— 本文抜粋 —
2018年11月8日木曜日

日本遺跡概要 1

現在、千葉県遺跡DB作成作業を行っていて意識が千葉県に集中してしまっていますが、興味における視野狭窄症にならないように、参考までに日本全体の遺跡データを眺めて、千葉県の意味を考えてみました。
WEBを検索すると「参考資料:平成24年度 周知の埋蔵文化財包蔵地数」という文化庁資料がダウンロードできますで、その数値表を県別グラフにして眺めてみました。

1 遺跡総数

遺跡総数
数値は重複集計(種別遺跡数の合計)されているようですから実際の遺跡サイト数ではありませんが、遺跡総数のイメージ的比較はできると考えます。
千葉県が全国2位であり、かつ東日本のなかではダントツの1位であり、千葉県の「歴史濃度」がとても濃いことがわかります。

2 旧石器時代集落跡・散布地数

旧石器時代集落跡・散布地数
千葉県は全国3位であり、東京都1位、神奈川県7位、埼玉県9位などが含まれる関東圏が全国でも有数の旧石器時代人生活域であったことがわかります。

3 縄文時代集落跡・散布地数

縄文時代集落跡・散布地数
千葉県は全国4位であり縄文人が好んで生活した場所であることがわかります。1位岩手県、2位北海道、3位長野県の面積は千葉県より広いので、単位面積あたり遺跡数を集計すれば千葉県の縄文遺跡密度はそれらの県よりも上位になると推測します。

4 貝塚数

貝塚数
千葉県がダントツの1位であり、貝塚文化は千葉県が中心に展開したと考えて間違いないと思います。貝塚学習に関して千葉県は申し分のないフィールドです。

5 古墳・横穴数

古墳・横穴数
千葉県は4位となりますが、東日本ではダントツの1位になる点に着目します。古墳時代には東国開拓・進出の前線拠点として上総・下総が中央から見て重要な地域であったことを物語っていると考えます。

6 感想
旧石器時代、縄文時代、古代で千葉県(という現在行政区域が存在する房総半島とその周辺域)が列島全体の視点からみて枢要な役割を果たした地域であると直観できました。学習のしがいがあるというものです。
このような俯瞰的視点も備えつつ千葉県遺跡DB作成作業を進めたいと考えます。
次の記事で上記グラフを分布図にしてみることにします。

— データ抜粋 —
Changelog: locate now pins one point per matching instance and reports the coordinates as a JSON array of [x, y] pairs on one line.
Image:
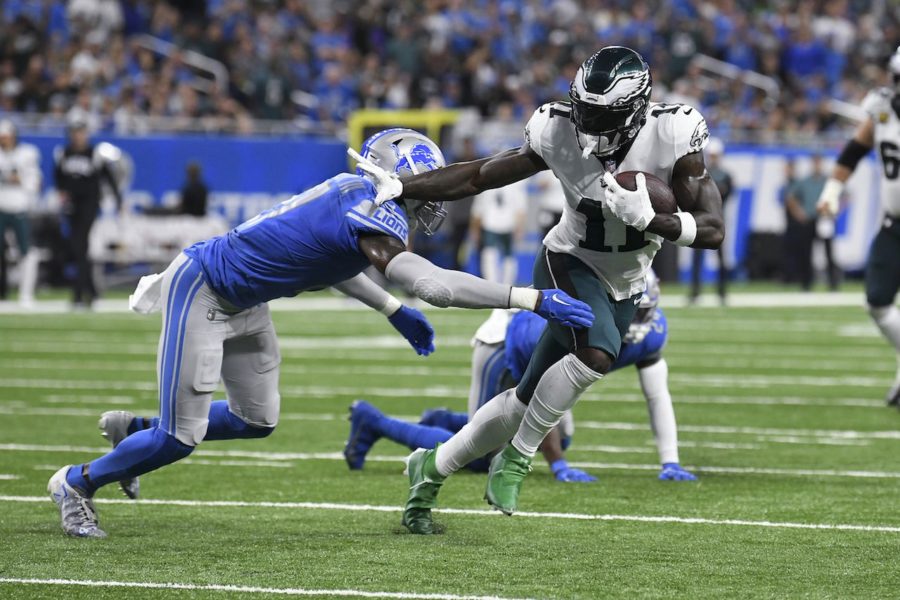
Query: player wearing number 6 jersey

— 課題内容 —
遺跡数の記事のうち、「2018年11月8日木曜日」から始まり「グラフにして眺めてみました。」まで続く部分を、一字も変えずに書き写すこと。 リストはここでは使わない。

— 解答全文 —
2018年11月8日木曜日

日本遺跡概要 1

現在、千葉県遺跡DB作成作業を行っていて意識が千葉県に集中してしまっていますが、興味における視野狭窄症にならないように、参考までに日本全体の遺跡データを眺めて、千葉県の意味を考えてみました。
WEBを検索すると「参考資料:平成24年度 周知の埋蔵文化財包蔵地数」という文化庁資料がダウンロードできますで、その数値表を県別グラフにして眺めてみました。